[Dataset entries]
------------------------------------------------------------

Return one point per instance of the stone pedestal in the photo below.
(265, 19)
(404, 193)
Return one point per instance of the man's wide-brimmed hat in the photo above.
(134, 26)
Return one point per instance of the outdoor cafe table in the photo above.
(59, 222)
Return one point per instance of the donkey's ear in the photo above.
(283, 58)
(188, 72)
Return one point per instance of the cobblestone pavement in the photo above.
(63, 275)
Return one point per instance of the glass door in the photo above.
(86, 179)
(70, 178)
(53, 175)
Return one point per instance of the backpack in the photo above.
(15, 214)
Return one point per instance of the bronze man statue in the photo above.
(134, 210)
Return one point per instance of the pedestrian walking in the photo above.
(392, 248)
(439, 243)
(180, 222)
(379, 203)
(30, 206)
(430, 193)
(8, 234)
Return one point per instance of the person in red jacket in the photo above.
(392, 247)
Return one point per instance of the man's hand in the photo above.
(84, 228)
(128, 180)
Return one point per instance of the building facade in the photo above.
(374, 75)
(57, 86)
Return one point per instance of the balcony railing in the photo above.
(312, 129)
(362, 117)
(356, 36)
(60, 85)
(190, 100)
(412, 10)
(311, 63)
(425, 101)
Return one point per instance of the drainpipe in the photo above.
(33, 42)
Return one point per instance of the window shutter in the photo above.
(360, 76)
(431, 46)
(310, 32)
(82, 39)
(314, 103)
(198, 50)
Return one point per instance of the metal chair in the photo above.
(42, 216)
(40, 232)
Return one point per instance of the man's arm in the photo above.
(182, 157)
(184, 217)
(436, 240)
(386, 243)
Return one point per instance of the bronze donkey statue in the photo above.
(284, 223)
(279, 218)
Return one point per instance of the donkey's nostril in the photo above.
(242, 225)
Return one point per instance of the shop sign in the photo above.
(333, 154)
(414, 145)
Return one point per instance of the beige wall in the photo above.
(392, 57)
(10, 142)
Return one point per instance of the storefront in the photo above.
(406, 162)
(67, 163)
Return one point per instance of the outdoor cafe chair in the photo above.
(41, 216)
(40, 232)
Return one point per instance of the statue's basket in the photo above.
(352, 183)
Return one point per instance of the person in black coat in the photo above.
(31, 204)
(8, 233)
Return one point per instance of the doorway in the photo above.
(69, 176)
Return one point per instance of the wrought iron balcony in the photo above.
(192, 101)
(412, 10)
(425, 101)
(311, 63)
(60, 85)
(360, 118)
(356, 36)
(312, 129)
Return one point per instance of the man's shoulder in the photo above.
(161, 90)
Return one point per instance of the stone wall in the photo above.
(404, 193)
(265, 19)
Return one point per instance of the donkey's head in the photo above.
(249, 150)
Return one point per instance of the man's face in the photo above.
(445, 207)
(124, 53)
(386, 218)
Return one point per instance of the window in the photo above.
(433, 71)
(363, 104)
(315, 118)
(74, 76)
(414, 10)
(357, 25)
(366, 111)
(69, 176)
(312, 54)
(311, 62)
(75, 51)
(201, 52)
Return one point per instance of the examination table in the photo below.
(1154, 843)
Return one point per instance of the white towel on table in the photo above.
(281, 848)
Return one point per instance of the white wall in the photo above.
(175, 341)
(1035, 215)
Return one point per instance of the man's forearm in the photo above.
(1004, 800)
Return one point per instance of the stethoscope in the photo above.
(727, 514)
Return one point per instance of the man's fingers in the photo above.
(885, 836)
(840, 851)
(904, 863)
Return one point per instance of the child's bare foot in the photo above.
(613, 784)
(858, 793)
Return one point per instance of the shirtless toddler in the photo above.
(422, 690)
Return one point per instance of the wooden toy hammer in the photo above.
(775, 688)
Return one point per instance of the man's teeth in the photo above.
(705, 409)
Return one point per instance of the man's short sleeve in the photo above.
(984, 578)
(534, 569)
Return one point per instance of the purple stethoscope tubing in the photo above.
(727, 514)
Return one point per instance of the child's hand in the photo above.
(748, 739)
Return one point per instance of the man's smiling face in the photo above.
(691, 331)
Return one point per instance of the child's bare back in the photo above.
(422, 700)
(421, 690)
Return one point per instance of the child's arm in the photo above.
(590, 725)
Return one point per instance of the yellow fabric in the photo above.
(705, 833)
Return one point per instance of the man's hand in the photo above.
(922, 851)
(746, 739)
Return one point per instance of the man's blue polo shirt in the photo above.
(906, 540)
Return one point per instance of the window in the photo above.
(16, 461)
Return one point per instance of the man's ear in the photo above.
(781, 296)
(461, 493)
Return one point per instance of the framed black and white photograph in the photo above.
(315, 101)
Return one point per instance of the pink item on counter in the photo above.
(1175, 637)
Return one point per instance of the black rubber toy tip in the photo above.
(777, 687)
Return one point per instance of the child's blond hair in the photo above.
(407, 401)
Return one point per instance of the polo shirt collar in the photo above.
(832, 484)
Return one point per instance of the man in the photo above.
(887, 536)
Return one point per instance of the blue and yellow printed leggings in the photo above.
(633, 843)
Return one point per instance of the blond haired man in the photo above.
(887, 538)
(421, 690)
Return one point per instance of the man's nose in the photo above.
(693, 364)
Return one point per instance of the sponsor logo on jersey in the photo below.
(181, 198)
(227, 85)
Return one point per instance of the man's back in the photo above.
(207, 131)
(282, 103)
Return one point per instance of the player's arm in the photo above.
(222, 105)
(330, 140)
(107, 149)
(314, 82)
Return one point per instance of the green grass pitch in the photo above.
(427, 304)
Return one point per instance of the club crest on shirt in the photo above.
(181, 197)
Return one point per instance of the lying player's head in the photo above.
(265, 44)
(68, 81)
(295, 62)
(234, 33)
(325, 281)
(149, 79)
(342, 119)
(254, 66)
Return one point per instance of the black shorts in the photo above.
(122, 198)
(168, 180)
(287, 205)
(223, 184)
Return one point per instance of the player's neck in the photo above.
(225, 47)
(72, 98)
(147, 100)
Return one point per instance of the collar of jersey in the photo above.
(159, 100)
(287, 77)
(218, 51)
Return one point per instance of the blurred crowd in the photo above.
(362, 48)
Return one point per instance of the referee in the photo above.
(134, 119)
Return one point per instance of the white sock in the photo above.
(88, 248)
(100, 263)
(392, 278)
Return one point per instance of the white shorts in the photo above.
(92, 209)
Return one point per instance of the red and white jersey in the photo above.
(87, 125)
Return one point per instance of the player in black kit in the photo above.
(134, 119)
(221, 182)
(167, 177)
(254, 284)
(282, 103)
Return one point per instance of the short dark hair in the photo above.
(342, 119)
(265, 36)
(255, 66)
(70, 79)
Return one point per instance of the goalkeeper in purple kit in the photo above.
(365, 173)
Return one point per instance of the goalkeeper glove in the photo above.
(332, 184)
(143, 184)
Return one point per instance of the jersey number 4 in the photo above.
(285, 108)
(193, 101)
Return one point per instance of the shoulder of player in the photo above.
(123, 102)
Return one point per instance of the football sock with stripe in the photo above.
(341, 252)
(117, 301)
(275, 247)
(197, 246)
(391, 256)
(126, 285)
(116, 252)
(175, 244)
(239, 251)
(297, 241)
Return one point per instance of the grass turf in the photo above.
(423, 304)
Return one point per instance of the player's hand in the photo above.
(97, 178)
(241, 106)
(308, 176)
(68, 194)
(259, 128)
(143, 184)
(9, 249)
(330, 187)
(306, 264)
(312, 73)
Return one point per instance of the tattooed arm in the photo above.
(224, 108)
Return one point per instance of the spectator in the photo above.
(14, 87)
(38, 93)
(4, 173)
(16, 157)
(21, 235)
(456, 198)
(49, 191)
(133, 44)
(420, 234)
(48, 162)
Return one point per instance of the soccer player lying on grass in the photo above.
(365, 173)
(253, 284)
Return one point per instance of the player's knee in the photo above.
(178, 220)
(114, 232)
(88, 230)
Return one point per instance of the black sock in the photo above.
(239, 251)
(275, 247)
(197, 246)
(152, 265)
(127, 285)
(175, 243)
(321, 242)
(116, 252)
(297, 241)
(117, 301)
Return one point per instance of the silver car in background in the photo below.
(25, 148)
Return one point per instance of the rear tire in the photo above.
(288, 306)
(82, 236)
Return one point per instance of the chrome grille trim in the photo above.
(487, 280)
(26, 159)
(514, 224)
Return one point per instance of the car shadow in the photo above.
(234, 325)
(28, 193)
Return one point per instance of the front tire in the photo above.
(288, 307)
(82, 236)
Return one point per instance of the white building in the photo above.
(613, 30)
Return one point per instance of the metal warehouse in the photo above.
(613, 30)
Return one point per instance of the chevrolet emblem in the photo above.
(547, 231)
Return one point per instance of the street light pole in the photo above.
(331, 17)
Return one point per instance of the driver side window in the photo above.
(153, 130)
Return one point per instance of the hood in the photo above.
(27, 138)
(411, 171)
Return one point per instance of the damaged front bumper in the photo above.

------------------------------------------------------------

Task to carry out:
What you copy out must be exactly the lines from the line containing "Return one point per instance of the chrome" through the end of the records.

Exercise answer:
Return one point per instance of the chrome grille trim in the photo above.
(487, 280)
(26, 159)
(514, 224)
Return one point per instance of the car shadow in the photo above.
(234, 325)
(28, 193)
Return one point per instance of the front tire in the photo above.
(288, 307)
(82, 236)
Return one point per instance of the white building in the photo above.
(613, 30)
Return one point per instance of the metal warehouse in the photo above.
(613, 30)
Return one point per instance of the chevrolet emblem in the photo above.
(547, 231)
Return one point per instance of the street light pole in the photo above.
(331, 17)
Return one point per instance of the driver side window in the photo above.
(153, 130)
Return one point per instance of the hood in the photo above.
(27, 138)
(411, 171)
Return one point per instance of the damaged front bumper in the photo above.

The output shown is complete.